=== Begin Enclosure ===

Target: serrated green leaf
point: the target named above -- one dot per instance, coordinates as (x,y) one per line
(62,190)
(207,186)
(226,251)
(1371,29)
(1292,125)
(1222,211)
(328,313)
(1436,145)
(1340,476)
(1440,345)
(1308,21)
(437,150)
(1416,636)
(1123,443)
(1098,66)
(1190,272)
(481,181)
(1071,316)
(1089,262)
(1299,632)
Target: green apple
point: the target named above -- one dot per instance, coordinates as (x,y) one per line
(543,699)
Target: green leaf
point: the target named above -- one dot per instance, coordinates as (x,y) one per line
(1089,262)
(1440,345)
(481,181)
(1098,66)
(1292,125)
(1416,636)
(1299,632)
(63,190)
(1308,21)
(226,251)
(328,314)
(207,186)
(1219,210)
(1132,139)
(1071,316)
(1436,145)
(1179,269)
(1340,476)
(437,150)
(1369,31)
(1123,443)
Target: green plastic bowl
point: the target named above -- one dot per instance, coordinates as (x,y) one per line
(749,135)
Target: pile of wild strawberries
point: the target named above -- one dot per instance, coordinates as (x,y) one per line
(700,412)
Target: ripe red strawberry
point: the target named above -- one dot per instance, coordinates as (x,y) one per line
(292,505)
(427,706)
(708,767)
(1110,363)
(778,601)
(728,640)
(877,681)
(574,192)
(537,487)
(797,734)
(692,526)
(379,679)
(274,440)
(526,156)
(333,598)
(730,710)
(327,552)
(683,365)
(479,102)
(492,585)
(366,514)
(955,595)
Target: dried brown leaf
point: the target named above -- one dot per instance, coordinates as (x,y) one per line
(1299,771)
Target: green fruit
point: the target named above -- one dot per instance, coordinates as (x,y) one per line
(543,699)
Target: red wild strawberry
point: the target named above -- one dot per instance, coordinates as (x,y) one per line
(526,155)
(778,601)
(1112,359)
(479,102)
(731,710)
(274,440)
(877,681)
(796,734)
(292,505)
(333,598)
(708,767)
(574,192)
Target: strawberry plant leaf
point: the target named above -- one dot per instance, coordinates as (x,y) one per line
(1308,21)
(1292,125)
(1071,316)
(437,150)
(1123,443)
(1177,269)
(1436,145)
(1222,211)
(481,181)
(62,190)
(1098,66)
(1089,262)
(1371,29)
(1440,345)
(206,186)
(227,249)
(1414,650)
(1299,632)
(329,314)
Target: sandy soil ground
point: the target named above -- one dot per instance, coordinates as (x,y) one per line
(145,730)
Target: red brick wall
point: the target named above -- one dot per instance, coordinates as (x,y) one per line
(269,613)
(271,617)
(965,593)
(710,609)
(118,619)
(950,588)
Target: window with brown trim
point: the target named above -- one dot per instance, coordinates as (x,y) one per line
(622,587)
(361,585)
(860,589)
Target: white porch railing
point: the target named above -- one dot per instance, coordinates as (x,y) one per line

=== End Enclosure ===

• _About this task_
With nothing omitted, set down all of the records again.

• _Your solution_
Target: serrated green leaf
point: the target named above -- one dot per instance, coordinates as (x,y) one per line
(62,190)
(207,186)
(226,251)
(1371,29)
(1292,125)
(1222,211)
(328,313)
(1436,145)
(1340,476)
(1440,345)
(1308,21)
(437,150)
(1416,636)
(1123,443)
(1098,66)
(1190,272)
(481,181)
(1071,316)
(1089,262)
(1299,632)
Target: green apple
point: the target named above -- one dot per instance, coordinates as (x,y) one per line
(543,699)
Target: green leaf
point: the target named above -- one dot per instance, coordinates as (x,y) one per line
(1089,262)
(1440,345)
(481,181)
(1098,66)
(1292,125)
(1416,636)
(1299,632)
(63,190)
(1308,21)
(226,251)
(328,314)
(207,186)
(1219,210)
(1132,139)
(1071,316)
(1436,145)
(1179,269)
(1340,476)
(437,150)
(1369,31)
(1123,443)
Target: green plastic bowl
point: the target named above -- one dot per instance, coordinates as (x,y) one per line
(749,135)
Target: pile of wild strawberries
point: the target named above -- one dot per instance, coordinates as (x,y) one per line
(700,412)
Target: ripe red strawberry
point: the target named above -- one dot per instance, coordinates as (x,y) one per line
(292,505)
(427,706)
(708,767)
(1110,363)
(778,601)
(728,640)
(877,681)
(574,192)
(537,487)
(797,734)
(692,526)
(379,679)
(274,440)
(526,156)
(333,598)
(730,710)
(327,552)
(683,365)
(479,102)
(492,585)
(366,514)
(955,595)
Target: dried brown leaf
point: the target named above -- one dot per instance, coordinates as (x,y) one per line
(1299,771)
Target: green fruit
point: the target named above -- one dot per instance, coordinates as (x,y) one per line
(543,699)
Target: red wild strawberry
point: the target named above -- one dot per instance, coordinates as (x,y) one per line
(526,155)
(778,601)
(1112,359)
(479,102)
(731,710)
(274,440)
(877,681)
(796,734)
(292,505)
(333,598)
(708,767)
(574,192)
Target: strawberry plant leaf
point: the target named above -- one dot per instance, coordinates as (x,y) one per line
(1308,21)
(1292,125)
(1071,316)
(437,150)
(1123,443)
(1177,269)
(1436,145)
(1222,211)
(481,181)
(62,190)
(1098,66)
(1089,262)
(1371,29)
(1440,345)
(206,186)
(227,249)
(1414,650)
(1299,632)
(329,314)
Target: sandy soil ground
point: the target named above -- one dot per instance, coordinates as (x,y) one per line
(145,730)
Target: red brick wall
point: the target named above -- one dot per instance, coordinates as (x,y) one per line
(269,613)
(271,617)
(965,593)
(710,609)
(118,619)
(950,588)
Target: window with brown trim
point: the target named above -- one dot per instance, coordinates as (x,y) one per line
(622,587)
(361,585)
(860,589)
Target: white porch railing
point: the target named above -- one dot per instance, coordinates as (x,y) one per line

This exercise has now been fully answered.